→ EXCERPTED TEXT
*-*-*
Fact: Saddam Hussein invaded Kuwait in 1971, was thrown back in a loss, but not overthrown based on conditions he promised to fulfill. From then, there had been 16 different UN Security Council resolutions condemning various Saddam actions or failures to act, including NOT documenting the destruction of WMD equipment, as required.
My opinion: Any one of those violations is enough for a non-phoney case for war.
Jay has a different opinion, but dishonestly claims that his opinion is a fact.

And that, really, is the Politically Correct sickness inside of journalism, which Jay exhibits here in spades, the unwillingness to separate facts from opinion.

I also disagree about “the biggest foreign policy disaster in memory”.
I remember when the Democrats decided in early 1975 to stop funding the corrupt S. Viet anti-communist gov’t after Nixon’s US Army had won the war in Vietnam. The end of funding our S. Viet ally meant the lying N. Viet commies could, and did, attack and beat the South, allowing the Khmer Rouge to murder 2 million Cambodians; the commie results which the US had been fighting against since the lying Dem LBJ had pushed the Gulf of Tonkin resolution.
I remain ashamed for my country for allowing 2,000,000 civilians to be murdered, without Walter Cronkites’ or other big press objections, or even much factual reporting.
The choice of the Dems in 1975, and the press lies and silence about the result of that choice, are objectively a far greater failure. But of course, by deliberate Dem silence, maybe no long “in memory”.

Similarly, it was Obama and Dems who left Iraq in 2011, again losing the peace after the US won the “war” — and it is this Dem failure that Jay wants us all to mis-remember as a Bush phoney cause of war problem.
*-*-*
→ RECORD SET

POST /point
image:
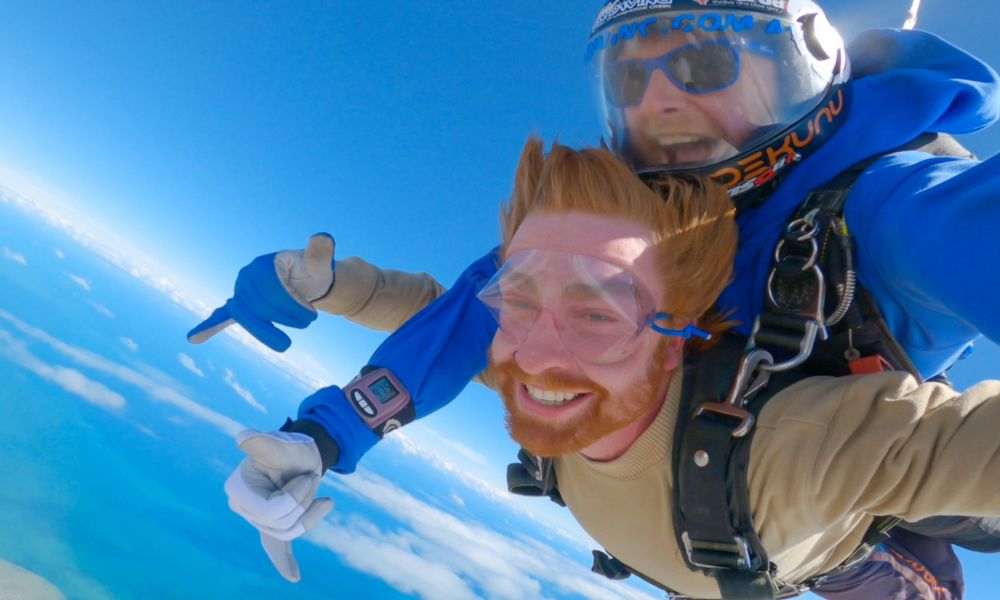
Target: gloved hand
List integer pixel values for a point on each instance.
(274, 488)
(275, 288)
*-*-*
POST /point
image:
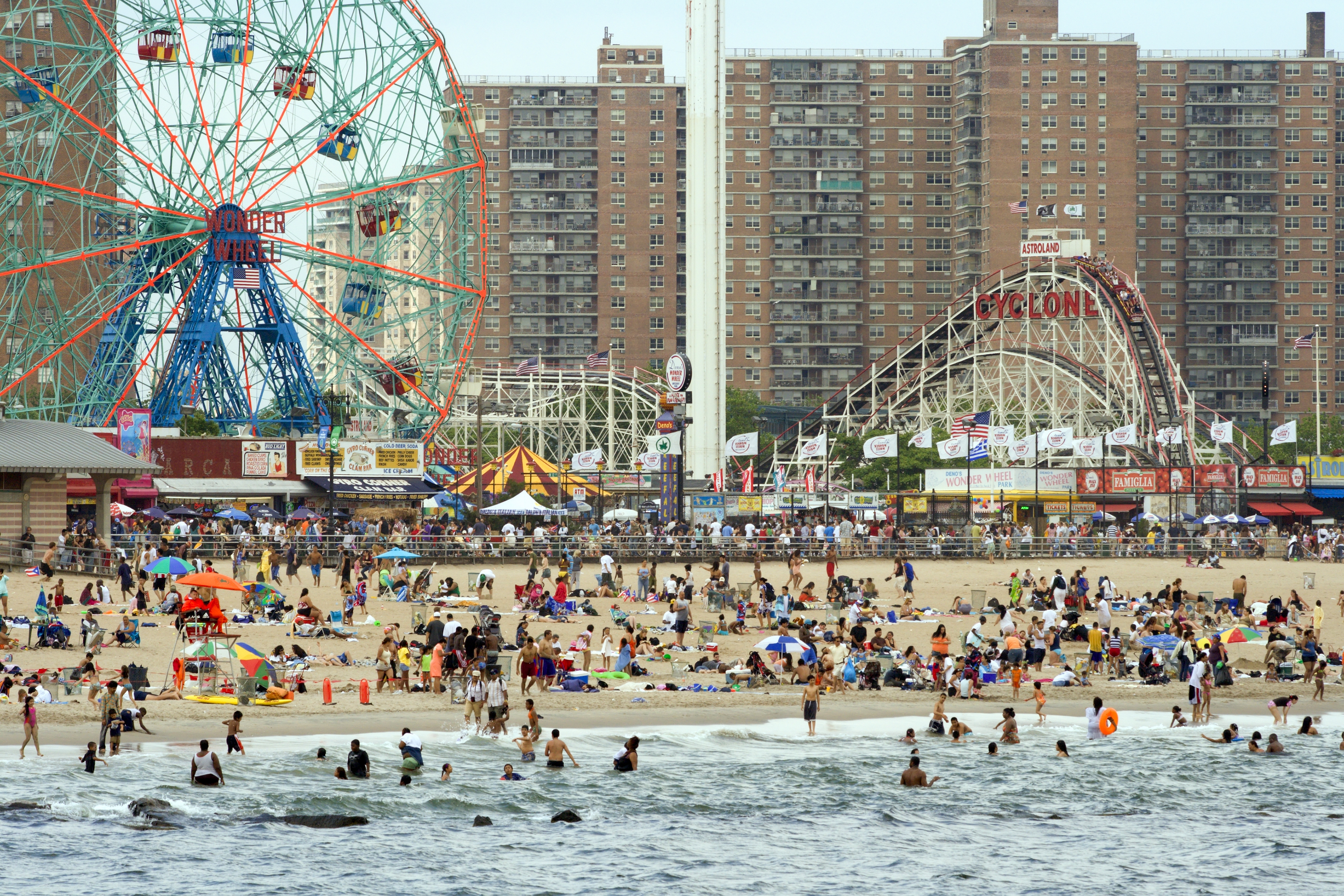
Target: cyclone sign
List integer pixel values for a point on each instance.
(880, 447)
*-*-*
→ EXERCISE DIRECTIONS
Answer these questions about the excerpted text:
1. In what year does the excerpted text say the Democrats decided to stop funding the South Vietnamese government?
2. How many Cambodians does the excerpted text say the Khmer Rouge murdered?
3. In what year does the excerpted text say Obama and the Democrats left Iraq?

→ REPLY
1. Early 1975
2. 2 million
3. 2011